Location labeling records
»»

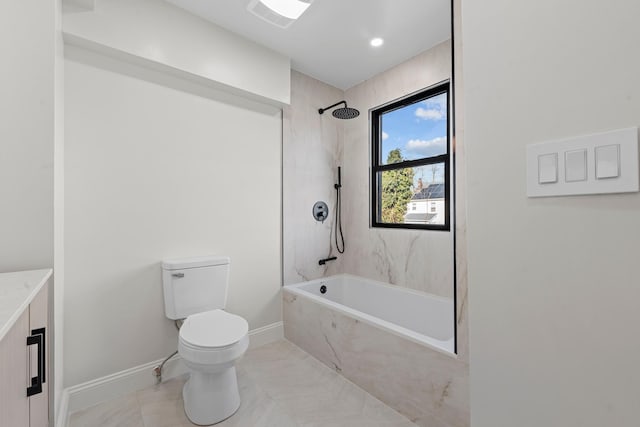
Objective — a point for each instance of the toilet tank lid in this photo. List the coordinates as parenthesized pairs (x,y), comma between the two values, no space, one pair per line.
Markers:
(202,261)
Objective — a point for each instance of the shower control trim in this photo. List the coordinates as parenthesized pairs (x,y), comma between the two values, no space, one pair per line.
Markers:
(320,211)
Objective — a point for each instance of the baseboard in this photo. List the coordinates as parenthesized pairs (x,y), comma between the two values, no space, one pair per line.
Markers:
(84,395)
(266,335)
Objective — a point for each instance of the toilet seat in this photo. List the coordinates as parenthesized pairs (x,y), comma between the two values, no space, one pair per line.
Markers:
(213,337)
(213,329)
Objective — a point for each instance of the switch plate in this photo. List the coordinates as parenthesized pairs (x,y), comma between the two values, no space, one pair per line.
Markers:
(611,165)
(608,161)
(548,168)
(575,165)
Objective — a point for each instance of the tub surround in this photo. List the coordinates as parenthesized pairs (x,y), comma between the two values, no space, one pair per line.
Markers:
(416,259)
(312,151)
(424,384)
(17,290)
(428,387)
(416,316)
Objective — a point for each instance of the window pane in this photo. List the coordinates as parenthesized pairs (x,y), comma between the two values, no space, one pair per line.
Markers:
(413,195)
(414,131)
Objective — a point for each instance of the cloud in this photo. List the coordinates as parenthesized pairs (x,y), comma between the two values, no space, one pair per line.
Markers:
(433,108)
(418,148)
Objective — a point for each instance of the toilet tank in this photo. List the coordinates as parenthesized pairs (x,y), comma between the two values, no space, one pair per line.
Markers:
(194,285)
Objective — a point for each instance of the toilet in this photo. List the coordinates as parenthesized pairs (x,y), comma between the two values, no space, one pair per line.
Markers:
(210,339)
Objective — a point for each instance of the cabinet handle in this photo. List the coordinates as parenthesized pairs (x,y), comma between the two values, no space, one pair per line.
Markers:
(36,382)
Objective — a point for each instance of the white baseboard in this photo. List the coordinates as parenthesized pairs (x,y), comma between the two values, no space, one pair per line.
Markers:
(266,335)
(87,394)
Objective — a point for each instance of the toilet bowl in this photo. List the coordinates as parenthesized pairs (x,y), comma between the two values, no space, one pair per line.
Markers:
(210,339)
(209,345)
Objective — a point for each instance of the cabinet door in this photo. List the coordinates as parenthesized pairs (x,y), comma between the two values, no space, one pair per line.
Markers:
(38,320)
(14,404)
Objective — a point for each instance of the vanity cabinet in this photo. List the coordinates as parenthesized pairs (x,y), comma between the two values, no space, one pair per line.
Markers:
(24,365)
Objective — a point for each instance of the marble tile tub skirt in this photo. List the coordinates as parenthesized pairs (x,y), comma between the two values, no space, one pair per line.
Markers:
(426,384)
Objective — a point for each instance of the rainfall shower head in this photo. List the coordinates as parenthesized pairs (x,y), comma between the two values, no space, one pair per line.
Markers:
(342,113)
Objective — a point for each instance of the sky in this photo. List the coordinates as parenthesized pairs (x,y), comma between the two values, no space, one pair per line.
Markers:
(419,130)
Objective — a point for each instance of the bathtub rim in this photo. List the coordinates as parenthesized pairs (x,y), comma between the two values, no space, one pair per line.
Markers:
(376,322)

««

WHAT TO DO: The listing above needs to be output again exactly. Don't include the pictures.

PROBLEM SOLUTION:
Objective — a point for each instance of the toilet tank lid in this photo. List the coordinates as parenthesized pairs (x,y), comma between the two values, no space, one pair per line.
Markers:
(202,261)
Objective — a point for each instance of the shower control trim in this photo. List the coordinates as parenthesized pairs (x,y), comma between the two values, no space, one pair per line.
Markers:
(320,211)
Objective — a point for each instance of the baseboard in this photo. List the coordinates as parenthesized pairs (x,y), comma between the two values, no space, one pair per line.
Markers:
(84,395)
(266,335)
Objective — a point for each instance of the toilet seat in this photo. List the coordinates as parenthesized pairs (x,y), comma between the two values, no space, one pair per line.
Markers:
(213,337)
(213,329)
Objective — a point for each instance of the switch plate in this photo. List the coordinates as parenthesized pairs (x,y), comma between the two values, no space, one pair per line.
Markers:
(611,165)
(608,161)
(548,168)
(575,165)
Objective — a point for each instance of the tub surround in this photo. List the coordinates as parenthesized pairs (x,y), comma between the two values, no space, one pair per line.
Markers:
(416,259)
(312,151)
(424,384)
(17,290)
(428,387)
(416,316)
Objective — a point for each instance of the window pane in this photo. List the coordinates as parenthesized pairs (x,y), comma between the two values, no space, one pair per line.
Markers:
(413,195)
(414,131)
Objective — a point for each instance of the cloud in this photo. List the coordinates as parenthesized pairs (x,y), comma between the two values, no space, one pair per line.
Markers:
(433,108)
(418,148)
Objective — a point for each instance of the toilet tank in this photo. List the coordinates as parenthesized pairs (x,y), comma between the two values, no space, one pair per line.
Markers:
(194,285)
Objective — a point for each instance of the toilet in this photo. List the coordinates as parenthesized pairs (x,y), comma between the two values, no space, one pair per line.
Markers:
(210,339)
Objective — a point for each instance of the cabinet handle in this photo. List the coordinates as parenthesized pairs (x,y), comma between the two values, no space, one pair per line.
Markers:
(36,382)
Objective — a point for each instance of the white baseboard in this photo. List the coordinates as parenthesized pairs (x,y), comma between the two values, no space, one pair per line.
Markers:
(266,335)
(87,394)
Objective — a point for each instance of the toilet bowl in this photo. List the coordinates as parenthesized pairs (x,y), comma between the two values, no space, one pair per line.
Markers:
(210,339)
(209,345)
Objective — a point for each instance of the cabinet door in this photo. List the coordinates as parenthesized pairs (x,y), comma between the two values, no space, one pair per line.
Markers:
(38,320)
(14,404)
Objective — a point for each instance of the vanity cabinet in this photo. List the coordinates as parenthesized pairs (x,y), comma between the two values, no space, one pair per line.
Markers:
(24,365)
Objective — a point for each instance of the marble tile tub skirt in this photo. List the coordinates as parenthesized pairs (x,y), comma between the two values, no space, one pair per line.
Markers:
(426,384)
Objective — a point for each instance of the rainfall shower head in this photo. List the coordinates as parenthesized pairs (x,y), comma between the two values, no space, one pair per line.
Markers:
(342,113)
Objective — a point for each instance of the sky in this photo. List the coordinates as parenthesized pairs (x,y), comma between the two values, no space, one pair per line.
Markers:
(419,130)
Objective — a point for each instance of the bathtub rim in this photo. List the coordinates as parenthesized pairs (x,y), comma between the two values, no space, one pair per line.
Markers:
(376,322)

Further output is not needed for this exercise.